* [GIVEN INSTRUCTION] Starting at the first row and stopping after the line containing "top-left (245, 136), bottom-right (260, 151)", rewrite those lines with "shorts" replaced by "pants" and everything else unchanged.

* [RECORD EXCERPTS]
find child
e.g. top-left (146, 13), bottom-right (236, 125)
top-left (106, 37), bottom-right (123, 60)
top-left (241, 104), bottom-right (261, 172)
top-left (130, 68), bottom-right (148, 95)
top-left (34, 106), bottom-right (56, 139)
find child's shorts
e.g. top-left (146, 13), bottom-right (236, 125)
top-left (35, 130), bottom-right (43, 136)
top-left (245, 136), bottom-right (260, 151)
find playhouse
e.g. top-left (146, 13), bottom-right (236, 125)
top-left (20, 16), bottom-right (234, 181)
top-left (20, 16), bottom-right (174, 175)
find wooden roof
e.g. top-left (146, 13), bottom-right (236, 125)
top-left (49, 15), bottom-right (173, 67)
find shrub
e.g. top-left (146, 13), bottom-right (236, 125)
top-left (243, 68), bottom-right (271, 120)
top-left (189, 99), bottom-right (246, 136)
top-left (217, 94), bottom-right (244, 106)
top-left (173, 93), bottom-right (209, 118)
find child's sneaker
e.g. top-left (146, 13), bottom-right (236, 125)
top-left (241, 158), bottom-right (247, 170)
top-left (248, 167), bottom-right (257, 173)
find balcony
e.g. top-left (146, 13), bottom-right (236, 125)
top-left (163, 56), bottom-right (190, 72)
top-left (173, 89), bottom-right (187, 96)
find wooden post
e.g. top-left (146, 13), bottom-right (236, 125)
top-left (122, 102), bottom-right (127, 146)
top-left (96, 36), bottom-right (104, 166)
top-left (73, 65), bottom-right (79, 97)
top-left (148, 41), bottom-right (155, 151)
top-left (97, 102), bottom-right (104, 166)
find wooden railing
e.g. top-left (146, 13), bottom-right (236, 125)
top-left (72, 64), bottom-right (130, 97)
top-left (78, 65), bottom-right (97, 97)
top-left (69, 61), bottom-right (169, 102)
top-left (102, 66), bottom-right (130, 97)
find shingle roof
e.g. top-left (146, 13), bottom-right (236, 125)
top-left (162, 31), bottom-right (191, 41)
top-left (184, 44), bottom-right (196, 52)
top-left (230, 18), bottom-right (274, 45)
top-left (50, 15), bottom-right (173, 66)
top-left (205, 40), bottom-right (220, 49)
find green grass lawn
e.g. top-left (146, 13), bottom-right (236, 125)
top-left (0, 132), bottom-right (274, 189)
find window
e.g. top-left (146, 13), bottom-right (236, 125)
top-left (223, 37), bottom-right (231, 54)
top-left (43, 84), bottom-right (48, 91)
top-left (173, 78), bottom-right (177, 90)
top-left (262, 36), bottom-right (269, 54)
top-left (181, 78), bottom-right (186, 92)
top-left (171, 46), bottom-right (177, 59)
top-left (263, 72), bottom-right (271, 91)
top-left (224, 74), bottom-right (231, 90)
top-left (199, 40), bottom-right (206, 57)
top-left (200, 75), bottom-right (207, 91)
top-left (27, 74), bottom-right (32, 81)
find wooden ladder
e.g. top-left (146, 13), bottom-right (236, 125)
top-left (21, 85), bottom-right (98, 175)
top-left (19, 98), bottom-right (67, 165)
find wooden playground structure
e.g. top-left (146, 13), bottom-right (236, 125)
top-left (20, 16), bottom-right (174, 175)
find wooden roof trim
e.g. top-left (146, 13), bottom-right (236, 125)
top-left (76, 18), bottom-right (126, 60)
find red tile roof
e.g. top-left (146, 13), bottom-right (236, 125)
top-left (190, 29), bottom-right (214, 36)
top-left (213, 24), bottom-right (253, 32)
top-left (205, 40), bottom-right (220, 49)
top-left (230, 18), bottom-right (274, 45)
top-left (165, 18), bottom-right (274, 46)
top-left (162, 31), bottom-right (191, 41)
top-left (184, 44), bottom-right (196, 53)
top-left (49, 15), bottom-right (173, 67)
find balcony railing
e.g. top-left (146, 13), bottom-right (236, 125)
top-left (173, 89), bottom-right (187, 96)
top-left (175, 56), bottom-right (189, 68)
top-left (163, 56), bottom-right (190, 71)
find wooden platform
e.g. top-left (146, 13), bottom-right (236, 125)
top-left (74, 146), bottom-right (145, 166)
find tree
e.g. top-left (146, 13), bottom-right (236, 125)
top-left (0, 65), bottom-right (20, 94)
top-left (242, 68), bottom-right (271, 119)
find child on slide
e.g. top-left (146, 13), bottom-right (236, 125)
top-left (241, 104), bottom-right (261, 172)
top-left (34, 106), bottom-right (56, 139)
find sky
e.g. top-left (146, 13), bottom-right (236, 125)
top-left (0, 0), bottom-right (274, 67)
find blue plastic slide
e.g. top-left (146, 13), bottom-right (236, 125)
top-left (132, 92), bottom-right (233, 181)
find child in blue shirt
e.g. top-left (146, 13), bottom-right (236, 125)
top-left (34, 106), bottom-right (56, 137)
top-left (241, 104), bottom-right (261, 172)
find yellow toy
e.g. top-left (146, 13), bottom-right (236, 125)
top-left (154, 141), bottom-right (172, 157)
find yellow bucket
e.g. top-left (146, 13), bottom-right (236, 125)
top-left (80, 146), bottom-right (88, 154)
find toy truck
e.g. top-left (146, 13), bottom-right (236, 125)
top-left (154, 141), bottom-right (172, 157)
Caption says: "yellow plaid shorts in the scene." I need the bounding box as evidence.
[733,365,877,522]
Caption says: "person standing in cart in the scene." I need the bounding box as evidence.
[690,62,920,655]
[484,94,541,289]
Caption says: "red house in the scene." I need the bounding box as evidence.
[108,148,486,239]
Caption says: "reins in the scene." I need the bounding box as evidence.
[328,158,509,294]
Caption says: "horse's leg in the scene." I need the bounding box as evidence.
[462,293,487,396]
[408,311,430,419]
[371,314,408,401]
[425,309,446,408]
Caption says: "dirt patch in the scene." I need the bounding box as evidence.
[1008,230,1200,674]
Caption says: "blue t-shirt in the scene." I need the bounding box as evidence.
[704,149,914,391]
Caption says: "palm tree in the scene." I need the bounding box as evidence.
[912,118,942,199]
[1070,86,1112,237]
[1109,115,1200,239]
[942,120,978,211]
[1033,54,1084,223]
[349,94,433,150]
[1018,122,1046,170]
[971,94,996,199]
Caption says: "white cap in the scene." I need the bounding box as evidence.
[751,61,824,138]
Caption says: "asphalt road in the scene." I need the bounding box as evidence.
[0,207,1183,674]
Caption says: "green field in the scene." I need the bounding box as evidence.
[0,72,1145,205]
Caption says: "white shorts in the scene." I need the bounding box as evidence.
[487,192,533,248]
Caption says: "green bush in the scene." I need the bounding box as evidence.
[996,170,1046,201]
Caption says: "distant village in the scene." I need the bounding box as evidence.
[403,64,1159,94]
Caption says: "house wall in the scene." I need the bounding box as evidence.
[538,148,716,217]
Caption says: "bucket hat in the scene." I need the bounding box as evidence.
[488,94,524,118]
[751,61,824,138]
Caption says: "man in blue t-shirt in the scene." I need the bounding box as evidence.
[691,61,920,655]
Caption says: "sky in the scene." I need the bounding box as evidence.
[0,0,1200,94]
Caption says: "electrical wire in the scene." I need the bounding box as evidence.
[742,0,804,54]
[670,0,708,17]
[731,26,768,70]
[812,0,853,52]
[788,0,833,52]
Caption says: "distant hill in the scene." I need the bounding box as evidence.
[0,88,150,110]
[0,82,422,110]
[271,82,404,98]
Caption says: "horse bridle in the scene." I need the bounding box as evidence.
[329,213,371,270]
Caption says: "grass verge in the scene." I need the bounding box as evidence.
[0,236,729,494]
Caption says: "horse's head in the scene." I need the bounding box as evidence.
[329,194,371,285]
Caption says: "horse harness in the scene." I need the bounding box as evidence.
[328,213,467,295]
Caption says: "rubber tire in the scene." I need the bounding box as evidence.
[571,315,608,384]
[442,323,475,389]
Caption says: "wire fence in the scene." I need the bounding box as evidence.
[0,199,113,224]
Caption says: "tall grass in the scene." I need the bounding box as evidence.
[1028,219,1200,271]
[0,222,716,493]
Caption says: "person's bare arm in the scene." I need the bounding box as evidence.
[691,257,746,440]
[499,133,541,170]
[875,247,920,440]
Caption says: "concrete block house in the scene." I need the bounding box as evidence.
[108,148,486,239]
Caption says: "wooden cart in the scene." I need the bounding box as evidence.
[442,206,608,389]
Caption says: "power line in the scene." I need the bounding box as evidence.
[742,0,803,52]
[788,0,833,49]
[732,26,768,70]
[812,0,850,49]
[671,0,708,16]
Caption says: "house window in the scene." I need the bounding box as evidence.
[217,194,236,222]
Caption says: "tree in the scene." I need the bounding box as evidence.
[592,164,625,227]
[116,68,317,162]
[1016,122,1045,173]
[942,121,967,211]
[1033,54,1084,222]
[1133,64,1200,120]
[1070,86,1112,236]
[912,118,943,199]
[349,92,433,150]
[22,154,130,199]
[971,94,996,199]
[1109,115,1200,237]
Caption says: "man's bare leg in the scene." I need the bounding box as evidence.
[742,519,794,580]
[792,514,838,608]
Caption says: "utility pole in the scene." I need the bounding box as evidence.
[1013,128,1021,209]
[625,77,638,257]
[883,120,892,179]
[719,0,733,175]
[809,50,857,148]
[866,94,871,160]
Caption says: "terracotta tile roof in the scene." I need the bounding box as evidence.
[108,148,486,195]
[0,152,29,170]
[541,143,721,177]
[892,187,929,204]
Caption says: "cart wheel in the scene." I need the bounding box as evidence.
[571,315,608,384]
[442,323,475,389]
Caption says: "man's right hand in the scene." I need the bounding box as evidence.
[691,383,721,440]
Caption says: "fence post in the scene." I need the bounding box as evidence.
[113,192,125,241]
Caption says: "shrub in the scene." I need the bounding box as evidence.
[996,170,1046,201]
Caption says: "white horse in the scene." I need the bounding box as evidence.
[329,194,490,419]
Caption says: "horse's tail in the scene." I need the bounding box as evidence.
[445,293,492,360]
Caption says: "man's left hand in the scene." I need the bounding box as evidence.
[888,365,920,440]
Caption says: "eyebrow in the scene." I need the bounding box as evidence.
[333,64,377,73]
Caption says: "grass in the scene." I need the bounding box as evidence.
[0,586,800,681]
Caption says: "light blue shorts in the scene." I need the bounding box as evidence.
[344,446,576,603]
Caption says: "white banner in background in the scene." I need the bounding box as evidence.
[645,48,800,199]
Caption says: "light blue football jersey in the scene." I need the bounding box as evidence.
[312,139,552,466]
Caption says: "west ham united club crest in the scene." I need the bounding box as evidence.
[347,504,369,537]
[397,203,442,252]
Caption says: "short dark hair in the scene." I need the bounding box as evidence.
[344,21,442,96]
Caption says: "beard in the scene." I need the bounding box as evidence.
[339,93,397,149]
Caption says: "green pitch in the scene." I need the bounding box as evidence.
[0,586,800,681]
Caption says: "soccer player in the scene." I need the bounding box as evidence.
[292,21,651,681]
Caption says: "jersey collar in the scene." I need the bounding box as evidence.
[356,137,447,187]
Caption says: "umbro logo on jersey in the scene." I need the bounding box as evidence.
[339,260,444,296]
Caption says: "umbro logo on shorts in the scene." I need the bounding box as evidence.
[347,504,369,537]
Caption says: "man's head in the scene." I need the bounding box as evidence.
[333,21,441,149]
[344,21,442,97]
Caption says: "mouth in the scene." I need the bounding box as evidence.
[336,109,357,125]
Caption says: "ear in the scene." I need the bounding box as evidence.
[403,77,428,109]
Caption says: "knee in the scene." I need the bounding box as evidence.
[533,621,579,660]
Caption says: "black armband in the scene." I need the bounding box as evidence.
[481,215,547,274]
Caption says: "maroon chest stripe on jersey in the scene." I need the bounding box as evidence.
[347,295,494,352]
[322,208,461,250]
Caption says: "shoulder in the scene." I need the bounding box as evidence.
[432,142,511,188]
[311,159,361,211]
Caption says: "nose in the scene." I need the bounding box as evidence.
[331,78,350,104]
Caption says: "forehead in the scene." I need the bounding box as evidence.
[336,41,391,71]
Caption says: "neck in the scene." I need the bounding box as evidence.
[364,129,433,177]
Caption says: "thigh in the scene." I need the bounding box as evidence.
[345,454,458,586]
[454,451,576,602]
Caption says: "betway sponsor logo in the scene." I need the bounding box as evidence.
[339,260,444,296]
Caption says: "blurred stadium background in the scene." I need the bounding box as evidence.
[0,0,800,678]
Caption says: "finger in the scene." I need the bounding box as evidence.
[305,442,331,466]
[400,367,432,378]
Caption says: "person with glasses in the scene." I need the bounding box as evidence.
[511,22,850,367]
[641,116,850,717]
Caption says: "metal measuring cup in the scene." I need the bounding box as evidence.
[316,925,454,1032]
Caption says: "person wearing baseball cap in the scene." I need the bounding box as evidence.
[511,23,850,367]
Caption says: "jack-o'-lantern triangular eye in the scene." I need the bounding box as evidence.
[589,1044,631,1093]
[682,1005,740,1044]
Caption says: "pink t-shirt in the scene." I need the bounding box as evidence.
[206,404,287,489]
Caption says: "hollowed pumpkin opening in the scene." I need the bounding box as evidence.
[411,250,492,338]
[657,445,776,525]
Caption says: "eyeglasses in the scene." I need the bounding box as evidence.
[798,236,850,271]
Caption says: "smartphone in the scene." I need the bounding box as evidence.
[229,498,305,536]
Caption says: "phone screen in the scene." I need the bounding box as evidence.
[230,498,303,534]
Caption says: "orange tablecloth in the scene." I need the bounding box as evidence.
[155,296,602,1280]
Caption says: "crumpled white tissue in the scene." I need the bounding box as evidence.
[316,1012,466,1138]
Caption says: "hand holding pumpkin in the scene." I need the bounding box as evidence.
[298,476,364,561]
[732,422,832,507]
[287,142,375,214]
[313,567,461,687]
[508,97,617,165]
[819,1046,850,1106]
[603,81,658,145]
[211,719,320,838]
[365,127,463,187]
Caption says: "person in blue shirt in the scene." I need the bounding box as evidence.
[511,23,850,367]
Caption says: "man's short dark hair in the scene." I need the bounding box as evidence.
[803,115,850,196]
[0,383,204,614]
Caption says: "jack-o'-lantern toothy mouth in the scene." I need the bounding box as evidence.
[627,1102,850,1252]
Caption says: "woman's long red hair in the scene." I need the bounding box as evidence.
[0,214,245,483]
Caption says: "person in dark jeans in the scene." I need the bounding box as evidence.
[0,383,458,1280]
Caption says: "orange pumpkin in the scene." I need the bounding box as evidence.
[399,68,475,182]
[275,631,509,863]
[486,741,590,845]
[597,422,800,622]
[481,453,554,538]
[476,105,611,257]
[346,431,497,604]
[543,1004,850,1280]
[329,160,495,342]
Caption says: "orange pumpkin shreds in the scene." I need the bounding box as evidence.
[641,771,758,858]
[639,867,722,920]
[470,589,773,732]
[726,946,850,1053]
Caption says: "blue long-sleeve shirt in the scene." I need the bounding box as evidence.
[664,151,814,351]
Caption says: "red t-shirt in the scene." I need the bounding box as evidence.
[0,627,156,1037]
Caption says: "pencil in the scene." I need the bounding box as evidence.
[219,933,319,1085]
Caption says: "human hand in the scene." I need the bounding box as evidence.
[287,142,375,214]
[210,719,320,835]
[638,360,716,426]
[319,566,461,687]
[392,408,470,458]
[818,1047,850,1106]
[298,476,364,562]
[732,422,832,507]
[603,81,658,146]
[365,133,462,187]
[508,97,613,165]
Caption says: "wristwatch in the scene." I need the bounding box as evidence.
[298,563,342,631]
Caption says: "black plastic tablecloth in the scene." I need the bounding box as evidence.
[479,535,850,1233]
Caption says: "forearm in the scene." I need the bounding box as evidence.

* [CORRECT RESPONSE]
find child
e.g. top-left (146, 13), bottom-right (236, 125)
top-left (106, 37), bottom-right (123, 60)
top-left (241, 104), bottom-right (261, 172)
top-left (130, 68), bottom-right (148, 95)
top-left (34, 106), bottom-right (56, 139)
find child's pants
e.g. top-left (146, 13), bottom-right (236, 125)
top-left (35, 130), bottom-right (43, 136)
top-left (245, 136), bottom-right (260, 151)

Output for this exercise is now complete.